→ Podany fragment:
****************

Zawsze obawiam się takich kosmetyków 2 w 1, 3 w 1 i 50 w 1. Przy zakupie tego balsamu nastawiłam się na stosowanie go na skórę ciała, ale okazało się, że w tym wypadku 2 w 1 się sprawdza i również dłonie są zadowolone. Nie jest to kosmetyk, który zaspokaja w 100% potrzeby mojej skóry w każdym momencie, ale gdy jest w lepszej kondycji, to jest wystarczająco dobry. Moja przesuszająca się skóra jest często bardzo wybredna i lubi strzelać focha.

****************

→ Wykaz:
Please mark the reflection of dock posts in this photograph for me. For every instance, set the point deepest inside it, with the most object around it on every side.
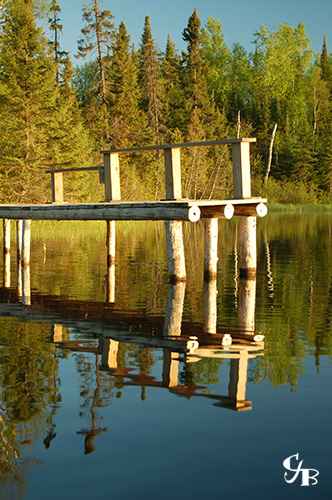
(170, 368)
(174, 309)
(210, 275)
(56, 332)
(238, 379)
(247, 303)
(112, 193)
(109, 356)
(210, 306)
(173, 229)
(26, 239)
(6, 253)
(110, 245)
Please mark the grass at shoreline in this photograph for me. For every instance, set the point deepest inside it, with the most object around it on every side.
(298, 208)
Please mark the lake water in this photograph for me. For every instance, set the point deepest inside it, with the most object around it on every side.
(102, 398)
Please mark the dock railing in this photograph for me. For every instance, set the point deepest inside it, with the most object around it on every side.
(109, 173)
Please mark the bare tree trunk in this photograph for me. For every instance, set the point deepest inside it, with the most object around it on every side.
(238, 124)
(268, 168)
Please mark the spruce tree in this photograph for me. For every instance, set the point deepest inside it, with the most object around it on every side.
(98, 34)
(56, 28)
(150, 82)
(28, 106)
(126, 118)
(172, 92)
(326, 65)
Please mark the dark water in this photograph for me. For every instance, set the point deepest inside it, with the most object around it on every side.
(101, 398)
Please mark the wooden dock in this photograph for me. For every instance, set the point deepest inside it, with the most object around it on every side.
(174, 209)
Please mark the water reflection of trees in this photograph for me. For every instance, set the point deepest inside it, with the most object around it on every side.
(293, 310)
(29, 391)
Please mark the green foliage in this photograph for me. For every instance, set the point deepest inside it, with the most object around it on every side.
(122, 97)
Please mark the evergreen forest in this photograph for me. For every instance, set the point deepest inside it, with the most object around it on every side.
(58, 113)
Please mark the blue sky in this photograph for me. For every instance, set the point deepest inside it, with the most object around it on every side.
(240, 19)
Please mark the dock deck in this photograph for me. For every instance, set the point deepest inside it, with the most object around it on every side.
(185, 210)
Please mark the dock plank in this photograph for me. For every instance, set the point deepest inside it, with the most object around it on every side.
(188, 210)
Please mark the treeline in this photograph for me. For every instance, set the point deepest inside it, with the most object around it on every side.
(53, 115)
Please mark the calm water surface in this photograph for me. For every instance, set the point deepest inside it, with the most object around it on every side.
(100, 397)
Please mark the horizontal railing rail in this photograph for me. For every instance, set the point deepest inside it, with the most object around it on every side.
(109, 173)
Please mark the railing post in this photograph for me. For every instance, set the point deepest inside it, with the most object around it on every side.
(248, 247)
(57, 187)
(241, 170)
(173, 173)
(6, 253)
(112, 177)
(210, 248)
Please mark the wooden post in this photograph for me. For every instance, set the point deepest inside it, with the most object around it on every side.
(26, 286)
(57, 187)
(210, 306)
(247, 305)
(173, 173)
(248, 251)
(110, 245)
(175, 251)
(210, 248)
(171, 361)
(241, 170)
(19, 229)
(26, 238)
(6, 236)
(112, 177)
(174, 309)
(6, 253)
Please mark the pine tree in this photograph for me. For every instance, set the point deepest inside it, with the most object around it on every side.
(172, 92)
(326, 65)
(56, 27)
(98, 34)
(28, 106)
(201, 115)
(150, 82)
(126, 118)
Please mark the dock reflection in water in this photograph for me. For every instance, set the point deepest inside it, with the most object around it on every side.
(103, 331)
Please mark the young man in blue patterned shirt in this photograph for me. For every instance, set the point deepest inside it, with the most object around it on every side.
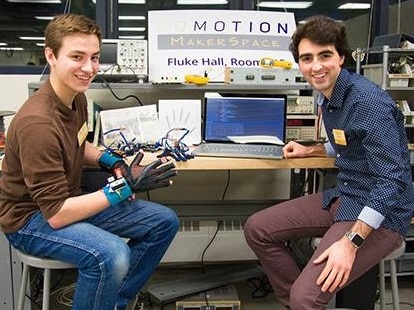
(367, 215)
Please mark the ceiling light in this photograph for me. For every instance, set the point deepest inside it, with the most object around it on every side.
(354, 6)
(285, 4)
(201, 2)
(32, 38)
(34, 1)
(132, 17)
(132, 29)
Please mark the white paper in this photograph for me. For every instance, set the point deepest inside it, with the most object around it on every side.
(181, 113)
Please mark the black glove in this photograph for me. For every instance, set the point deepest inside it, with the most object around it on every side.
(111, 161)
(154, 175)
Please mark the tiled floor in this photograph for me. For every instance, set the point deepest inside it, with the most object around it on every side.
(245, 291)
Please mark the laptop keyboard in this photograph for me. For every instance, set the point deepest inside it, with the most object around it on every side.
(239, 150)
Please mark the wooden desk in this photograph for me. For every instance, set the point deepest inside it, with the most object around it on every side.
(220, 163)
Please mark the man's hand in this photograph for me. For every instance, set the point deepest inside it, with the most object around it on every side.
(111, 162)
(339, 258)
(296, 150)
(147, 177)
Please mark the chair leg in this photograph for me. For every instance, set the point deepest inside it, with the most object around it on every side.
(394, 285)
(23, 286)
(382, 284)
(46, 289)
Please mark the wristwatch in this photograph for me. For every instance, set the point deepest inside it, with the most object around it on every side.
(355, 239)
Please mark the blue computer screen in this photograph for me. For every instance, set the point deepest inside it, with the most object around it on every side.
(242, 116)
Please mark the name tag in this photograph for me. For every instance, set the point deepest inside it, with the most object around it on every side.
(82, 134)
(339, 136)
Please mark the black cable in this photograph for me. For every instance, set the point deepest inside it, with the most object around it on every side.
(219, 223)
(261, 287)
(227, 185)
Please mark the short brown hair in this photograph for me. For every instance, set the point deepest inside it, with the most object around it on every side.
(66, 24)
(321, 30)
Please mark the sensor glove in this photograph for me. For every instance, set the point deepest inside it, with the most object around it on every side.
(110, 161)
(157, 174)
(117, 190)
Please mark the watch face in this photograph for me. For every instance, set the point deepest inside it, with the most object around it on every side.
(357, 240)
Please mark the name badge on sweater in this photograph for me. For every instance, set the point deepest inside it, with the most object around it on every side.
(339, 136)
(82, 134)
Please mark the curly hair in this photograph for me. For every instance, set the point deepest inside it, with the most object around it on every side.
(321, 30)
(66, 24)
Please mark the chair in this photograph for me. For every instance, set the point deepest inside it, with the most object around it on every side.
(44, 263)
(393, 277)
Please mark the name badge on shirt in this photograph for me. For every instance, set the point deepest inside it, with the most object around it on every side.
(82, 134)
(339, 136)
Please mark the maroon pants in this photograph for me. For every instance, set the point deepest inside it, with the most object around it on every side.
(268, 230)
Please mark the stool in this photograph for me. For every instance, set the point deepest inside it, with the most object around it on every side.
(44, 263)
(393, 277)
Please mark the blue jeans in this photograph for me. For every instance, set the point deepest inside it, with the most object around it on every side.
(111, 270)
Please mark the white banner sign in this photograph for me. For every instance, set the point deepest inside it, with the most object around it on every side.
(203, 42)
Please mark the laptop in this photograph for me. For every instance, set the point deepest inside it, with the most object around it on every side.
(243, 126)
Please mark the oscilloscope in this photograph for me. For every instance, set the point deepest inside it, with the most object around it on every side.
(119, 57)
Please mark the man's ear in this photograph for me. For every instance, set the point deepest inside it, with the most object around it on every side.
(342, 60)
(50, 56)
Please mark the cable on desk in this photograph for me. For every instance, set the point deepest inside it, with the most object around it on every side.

****************

→ Lista zadań:
A - Streść opinię o balsamie w dwóch zdaniach.
B - Wypisz z opinii o balsamie wszystko od słów „Zawsze obawiam się” aż do słów „lubi strzelać focha.”.
C - Kontynuuj opinię o balsamie od miejsca, w którym się kończy.

→ Odpowiedzi:
A - Balsam 2 w 1, kupiony z myślą o skórze ciała, sprawdza się również na dłoniach, choć kosmetyki wielofunkcyjne budzą obawy. Nie zaspokaja w pełni potrzeb przesuszającej się, wybrednej skóry w każdym momencie, ale gdy jest ona w lepszej kondycji, okazuje się wystarczająco dobry.

B -
Zawsze obawiam się takich kosmetyków 2 w 1, 3 w 1 i 50 w 1. Przy zakupie tego balsamu nastawiłam się na stosowanie go na skórę ciała, ale okazało się, że w tym wypadku 2 w 1 się sprawdza i również dłonie są zadowolone. Nie jest to kosmetyk, który zaspokaja w 100% potrzeby mojej skóry w każdym momencie, ale gdy jest w lepszej kondycji, to jest wystarczająco dobry. Moja przesuszająca się skóra jest często bardzo wybredna i lubi strzelać focha.

C -
- OPAKOWANIE: biała, plastikowa butelka wyposażona w niezawodną pompkę, która działa bez zarzutu to wygodne rozwiązanie, ale do czasu. Jako osoba przyzwyczajona do faktu, że gdy kosmetyk umieszczony w środku już powoli się kończy i trzeba takie opakowanie rozcinać, bo pompka już nie domaga, nie narzekam. Już tak mam, że z góry wiem jak będzie to wyglądać i stawiam w tym przypadku na postawę konformistyczną. A tak bardziej praktycznie, to pompka nie zacina się i nie zatyka, naciśnięta powoli wydobywa odpowiednią ilość kosmetyku, jaką potrzebuję i mogę to kontrolować.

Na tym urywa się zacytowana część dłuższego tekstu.